Exercise: An exact transcription of every record is needed, leaving out the pictures.

Data supplied:
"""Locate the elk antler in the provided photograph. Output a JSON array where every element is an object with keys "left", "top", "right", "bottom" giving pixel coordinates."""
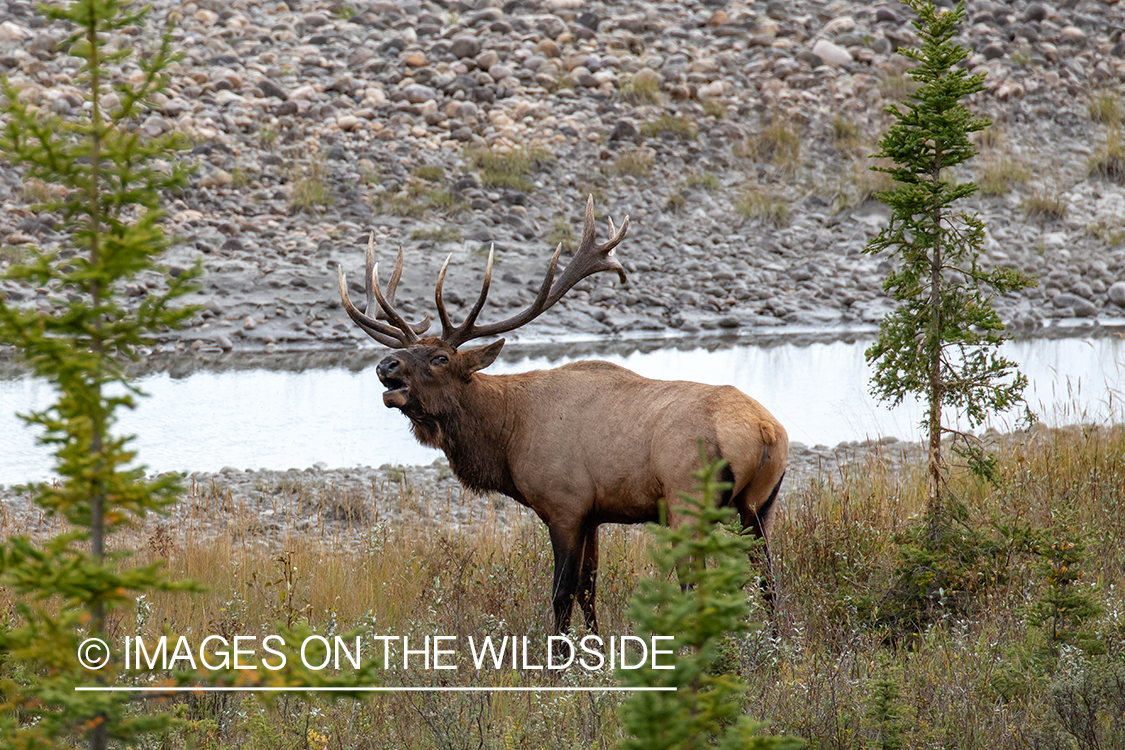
[
  {"left": 435, "top": 195, "right": 629, "bottom": 349},
  {"left": 337, "top": 233, "right": 432, "bottom": 348}
]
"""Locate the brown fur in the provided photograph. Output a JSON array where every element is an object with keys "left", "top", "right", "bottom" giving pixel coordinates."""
[{"left": 375, "top": 337, "right": 789, "bottom": 634}]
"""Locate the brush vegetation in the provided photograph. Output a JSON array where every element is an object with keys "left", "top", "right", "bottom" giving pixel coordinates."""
[
  {"left": 1023, "top": 187, "right": 1069, "bottom": 222},
  {"left": 736, "top": 187, "right": 790, "bottom": 227},
  {"left": 1088, "top": 127, "right": 1125, "bottom": 185},
  {"left": 2, "top": 425, "right": 1122, "bottom": 748},
  {"left": 747, "top": 117, "right": 801, "bottom": 170},
  {"left": 465, "top": 145, "right": 552, "bottom": 192},
  {"left": 639, "top": 114, "right": 697, "bottom": 141},
  {"left": 290, "top": 158, "right": 332, "bottom": 212},
  {"left": 605, "top": 148, "right": 655, "bottom": 177}
]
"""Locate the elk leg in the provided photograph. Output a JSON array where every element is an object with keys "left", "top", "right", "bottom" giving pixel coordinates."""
[
  {"left": 548, "top": 524, "right": 583, "bottom": 634},
  {"left": 737, "top": 472, "right": 785, "bottom": 609},
  {"left": 577, "top": 524, "right": 600, "bottom": 634}
]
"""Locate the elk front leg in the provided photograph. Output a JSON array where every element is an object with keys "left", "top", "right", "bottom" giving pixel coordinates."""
[
  {"left": 548, "top": 524, "right": 583, "bottom": 634},
  {"left": 577, "top": 523, "right": 599, "bottom": 634}
]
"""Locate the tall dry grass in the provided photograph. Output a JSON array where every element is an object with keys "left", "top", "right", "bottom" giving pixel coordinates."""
[{"left": 2, "top": 422, "right": 1123, "bottom": 748}]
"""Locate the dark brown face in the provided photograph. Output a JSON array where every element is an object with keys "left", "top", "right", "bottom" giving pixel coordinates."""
[{"left": 375, "top": 338, "right": 505, "bottom": 413}]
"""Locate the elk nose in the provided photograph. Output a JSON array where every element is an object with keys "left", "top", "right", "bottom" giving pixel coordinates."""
[{"left": 376, "top": 356, "right": 400, "bottom": 380}]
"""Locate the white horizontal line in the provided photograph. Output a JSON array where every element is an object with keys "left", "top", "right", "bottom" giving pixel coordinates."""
[{"left": 75, "top": 686, "right": 675, "bottom": 693}]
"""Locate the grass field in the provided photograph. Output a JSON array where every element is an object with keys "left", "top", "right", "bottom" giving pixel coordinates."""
[{"left": 2, "top": 421, "right": 1124, "bottom": 749}]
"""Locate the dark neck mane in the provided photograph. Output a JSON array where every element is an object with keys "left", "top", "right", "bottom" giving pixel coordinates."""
[{"left": 406, "top": 375, "right": 520, "bottom": 499}]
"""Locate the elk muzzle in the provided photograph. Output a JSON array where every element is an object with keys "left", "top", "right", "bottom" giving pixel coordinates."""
[{"left": 376, "top": 355, "right": 410, "bottom": 409}]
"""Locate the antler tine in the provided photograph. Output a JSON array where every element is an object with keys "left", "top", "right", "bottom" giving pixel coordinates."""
[
  {"left": 339, "top": 235, "right": 432, "bottom": 348},
  {"left": 544, "top": 194, "right": 628, "bottom": 307},
  {"left": 369, "top": 262, "right": 429, "bottom": 345},
  {"left": 435, "top": 197, "right": 627, "bottom": 350},
  {"left": 365, "top": 244, "right": 431, "bottom": 335},
  {"left": 440, "top": 245, "right": 495, "bottom": 344},
  {"left": 337, "top": 264, "right": 413, "bottom": 348},
  {"left": 364, "top": 233, "right": 377, "bottom": 317},
  {"left": 435, "top": 253, "right": 455, "bottom": 337}
]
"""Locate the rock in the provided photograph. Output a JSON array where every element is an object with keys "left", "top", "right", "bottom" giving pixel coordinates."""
[
  {"left": 401, "top": 84, "right": 437, "bottom": 104},
  {"left": 811, "top": 39, "right": 853, "bottom": 67},
  {"left": 301, "top": 13, "right": 329, "bottom": 28},
  {"left": 0, "top": 21, "right": 29, "bottom": 41},
  {"left": 983, "top": 43, "right": 1006, "bottom": 60},
  {"left": 289, "top": 85, "right": 317, "bottom": 101},
  {"left": 823, "top": 17, "right": 856, "bottom": 36},
  {"left": 875, "top": 7, "right": 902, "bottom": 24},
  {"left": 1053, "top": 293, "right": 1098, "bottom": 317},
  {"left": 576, "top": 12, "right": 600, "bottom": 30},
  {"left": 537, "top": 39, "right": 561, "bottom": 58},
  {"left": 1059, "top": 26, "right": 1087, "bottom": 45},
  {"left": 199, "top": 169, "right": 233, "bottom": 188},
  {"left": 1108, "top": 281, "right": 1125, "bottom": 307},
  {"left": 259, "top": 79, "right": 287, "bottom": 100},
  {"left": 632, "top": 67, "right": 661, "bottom": 90},
  {"left": 451, "top": 35, "right": 481, "bottom": 59},
  {"left": 141, "top": 116, "right": 170, "bottom": 137},
  {"left": 797, "top": 50, "right": 823, "bottom": 68}
]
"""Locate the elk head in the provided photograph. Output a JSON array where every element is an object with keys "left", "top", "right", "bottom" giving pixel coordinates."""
[{"left": 337, "top": 197, "right": 630, "bottom": 414}]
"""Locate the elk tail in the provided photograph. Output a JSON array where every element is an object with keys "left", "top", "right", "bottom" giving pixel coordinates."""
[{"left": 756, "top": 421, "right": 777, "bottom": 473}]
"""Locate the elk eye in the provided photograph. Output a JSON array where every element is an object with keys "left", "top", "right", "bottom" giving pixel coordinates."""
[{"left": 431, "top": 354, "right": 449, "bottom": 367}]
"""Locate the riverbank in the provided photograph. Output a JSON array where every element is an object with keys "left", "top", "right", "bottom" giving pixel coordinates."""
[
  {"left": 0, "top": 425, "right": 1016, "bottom": 539},
  {"left": 2, "top": 1, "right": 1125, "bottom": 357}
]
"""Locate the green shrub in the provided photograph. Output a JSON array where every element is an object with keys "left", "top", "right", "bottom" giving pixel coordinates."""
[
  {"left": 616, "top": 450, "right": 802, "bottom": 750},
  {"left": 684, "top": 170, "right": 720, "bottom": 191},
  {"left": 414, "top": 165, "right": 445, "bottom": 182},
  {"left": 464, "top": 145, "right": 552, "bottom": 191},
  {"left": 0, "top": 1, "right": 201, "bottom": 745},
  {"left": 291, "top": 159, "right": 332, "bottom": 211},
  {"left": 639, "top": 114, "right": 697, "bottom": 140},
  {"left": 876, "top": 501, "right": 1009, "bottom": 639},
  {"left": 547, "top": 215, "right": 576, "bottom": 249}
]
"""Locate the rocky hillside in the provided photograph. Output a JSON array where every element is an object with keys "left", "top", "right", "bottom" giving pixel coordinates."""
[{"left": 2, "top": 0, "right": 1125, "bottom": 355}]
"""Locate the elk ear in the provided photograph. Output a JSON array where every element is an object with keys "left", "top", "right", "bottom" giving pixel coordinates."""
[{"left": 459, "top": 339, "right": 505, "bottom": 376}]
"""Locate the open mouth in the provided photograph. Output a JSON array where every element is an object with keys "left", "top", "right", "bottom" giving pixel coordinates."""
[{"left": 380, "top": 377, "right": 410, "bottom": 408}]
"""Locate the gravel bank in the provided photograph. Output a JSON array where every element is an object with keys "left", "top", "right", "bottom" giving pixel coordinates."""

Response to this exercise:
"""Locate the elk antler in the provided photograph. Output a JSON array where every element is an object with keys "left", "top", "right", "bottom" giving pixel coordinates."""
[
  {"left": 435, "top": 195, "right": 629, "bottom": 349},
  {"left": 337, "top": 233, "right": 432, "bottom": 348}
]
"""Locate the brown fur in the provided photograph. Output a JSON array where every element is an object with keys "left", "top", "right", "bottom" giving pixel coordinates."""
[{"left": 375, "top": 337, "right": 789, "bottom": 634}]
"""Locate the brush vegetation in the provided photograph. Output a JSON array where every element is an object with keys "left", "top", "right", "bottom" giving pixel coordinates."""
[
  {"left": 1023, "top": 187, "right": 1069, "bottom": 222},
  {"left": 736, "top": 187, "right": 790, "bottom": 227},
  {"left": 1088, "top": 127, "right": 1125, "bottom": 185},
  {"left": 2, "top": 425, "right": 1122, "bottom": 748},
  {"left": 747, "top": 117, "right": 801, "bottom": 170},
  {"left": 465, "top": 145, "right": 552, "bottom": 192},
  {"left": 639, "top": 114, "right": 697, "bottom": 141},
  {"left": 290, "top": 158, "right": 332, "bottom": 212},
  {"left": 605, "top": 148, "right": 655, "bottom": 177}
]
"""Locate the elk leg in the provided photograph. Output a JSON array where every element is an object with keys "left", "top", "right", "bottom" giving pixel coordinates."""
[
  {"left": 548, "top": 524, "right": 583, "bottom": 634},
  {"left": 737, "top": 472, "right": 785, "bottom": 609},
  {"left": 577, "top": 524, "right": 600, "bottom": 634}
]
"""Locate the elk front leg in the provided photograph. Output a JSON array where every element is an object with keys "left", "top", "right", "bottom" giving pixel coordinates."""
[
  {"left": 548, "top": 524, "right": 583, "bottom": 634},
  {"left": 577, "top": 523, "right": 599, "bottom": 634}
]
"""Locate the tall dry grass in the provided photograph. Output a JSON array where every element is an object with keys "left", "top", "right", "bottom" giving pixel coordinates."""
[{"left": 2, "top": 422, "right": 1123, "bottom": 748}]
"""Locate the dark brown face in the provided photograph. Output a JSON array where every element is an object with keys "left", "top", "right", "bottom" giving pixel coordinates."""
[{"left": 375, "top": 338, "right": 505, "bottom": 413}]
"""Locate the elk nose in the provided photograph. Output a JSON array where every element is an object with keys "left", "top", "right", "bottom" giving pixel coordinates."""
[{"left": 376, "top": 356, "right": 400, "bottom": 380}]
"""Locate the white horizontal line in the provided photograph. Output a JSON array where every element is an object with keys "left", "top", "right", "bottom" giving pixel coordinates."""
[{"left": 75, "top": 686, "right": 675, "bottom": 693}]
"""Locate the grass field in the provided photograph. Output a JSON array where every element is an object with keys "left", "top", "right", "bottom" giving pixel coordinates."""
[{"left": 2, "top": 421, "right": 1124, "bottom": 749}]
"""Locate the dark neck mane in the provided photograph. Output a JSON array where every element is an object with keys "left", "top", "right", "bottom" giving pixel coordinates."""
[{"left": 406, "top": 375, "right": 520, "bottom": 499}]
"""Locate the elk muzzle in the provided photograph. Output a JSON array where every element is an object with keys "left", "top", "right", "bottom" giving pixel coordinates."""
[{"left": 376, "top": 355, "right": 410, "bottom": 409}]
"""Locate the antler tine in the provided photograph. Output a JSON array where every element is an object with keys "left", "top", "right", "bottom" giving pixel coordinates."""
[
  {"left": 339, "top": 235, "right": 432, "bottom": 348},
  {"left": 544, "top": 194, "right": 628, "bottom": 307},
  {"left": 369, "top": 262, "right": 429, "bottom": 345},
  {"left": 435, "top": 197, "right": 627, "bottom": 350},
  {"left": 365, "top": 244, "right": 431, "bottom": 335},
  {"left": 440, "top": 245, "right": 495, "bottom": 344},
  {"left": 337, "top": 264, "right": 413, "bottom": 348},
  {"left": 364, "top": 233, "right": 377, "bottom": 317},
  {"left": 435, "top": 253, "right": 455, "bottom": 337}
]
"""Locate the rock in the provided photograph. Output a JSON array where every element is an object with keys "left", "top", "right", "bottom" giving pixel coordinates."""
[
  {"left": 401, "top": 84, "right": 437, "bottom": 104},
  {"left": 811, "top": 39, "right": 853, "bottom": 67},
  {"left": 301, "top": 13, "right": 329, "bottom": 28},
  {"left": 0, "top": 21, "right": 29, "bottom": 41},
  {"left": 983, "top": 43, "right": 1006, "bottom": 60},
  {"left": 289, "top": 85, "right": 317, "bottom": 101},
  {"left": 823, "top": 17, "right": 856, "bottom": 36},
  {"left": 875, "top": 7, "right": 902, "bottom": 24},
  {"left": 1053, "top": 293, "right": 1098, "bottom": 317},
  {"left": 576, "top": 12, "right": 600, "bottom": 30},
  {"left": 537, "top": 39, "right": 561, "bottom": 58},
  {"left": 1059, "top": 26, "right": 1087, "bottom": 45},
  {"left": 199, "top": 169, "right": 233, "bottom": 188},
  {"left": 1108, "top": 281, "right": 1125, "bottom": 307},
  {"left": 259, "top": 79, "right": 287, "bottom": 100},
  {"left": 632, "top": 67, "right": 661, "bottom": 90},
  {"left": 451, "top": 35, "right": 481, "bottom": 59},
  {"left": 141, "top": 116, "right": 170, "bottom": 137},
  {"left": 797, "top": 50, "right": 823, "bottom": 68}
]
"""Locate the elk head in the provided photograph. Output a JSON array where every element is an object with keys "left", "top", "right", "bottom" giving pixel coordinates."""
[{"left": 337, "top": 197, "right": 630, "bottom": 414}]
"""Locate the elk tail in the provided photograph. Output a JSON array where every element is an object with keys "left", "top", "right", "bottom" giving pixel coordinates."""
[{"left": 756, "top": 421, "right": 777, "bottom": 473}]
"""Locate the elk eye in the provided photograph. Output a JSON array where every element is an object with keys "left", "top", "right", "bottom" giving pixel coordinates."""
[{"left": 431, "top": 354, "right": 449, "bottom": 367}]
"""Locate the riverbank in the provided photograph. Output a JSON array where every element is an object with keys "left", "top", "right", "bottom" giving pixel coordinates."""
[
  {"left": 0, "top": 425, "right": 1016, "bottom": 539},
  {"left": 2, "top": 1, "right": 1125, "bottom": 357}
]
"""Locate the green shrub in the provided photograph. Output a JSON array where every element is an object with keys "left", "top", "right", "bottom" giving pixel coordinates."""
[
  {"left": 616, "top": 450, "right": 802, "bottom": 750},
  {"left": 684, "top": 170, "right": 720, "bottom": 191},
  {"left": 414, "top": 165, "right": 445, "bottom": 182},
  {"left": 464, "top": 145, "right": 552, "bottom": 191},
  {"left": 0, "top": 1, "right": 201, "bottom": 745},
  {"left": 291, "top": 159, "right": 332, "bottom": 211},
  {"left": 639, "top": 114, "right": 697, "bottom": 140},
  {"left": 876, "top": 501, "right": 1009, "bottom": 639},
  {"left": 547, "top": 215, "right": 576, "bottom": 249}
]
"""Locate the rocky hillside in the provided photograph. Output a JSON array where every element is an object with keys "left", "top", "right", "bottom" giving pixel coordinates."""
[{"left": 2, "top": 0, "right": 1125, "bottom": 355}]
"""Locate the elk ear in the provided photograph. Output a JSON array where every element is an object with keys "left", "top", "right", "bottom" giving pixel coordinates."""
[{"left": 459, "top": 339, "right": 505, "bottom": 376}]
"""Locate the open mouth in the provided photograph. Output a JSON array where every element is an object with keys "left", "top", "right", "bottom" giving pixel coordinates."""
[{"left": 380, "top": 377, "right": 410, "bottom": 408}]
"""Locate the gravel bank in the provided photograph. Output a JSON array where every element is an object with keys "left", "top", "right", "bottom" giving pixel coordinates."""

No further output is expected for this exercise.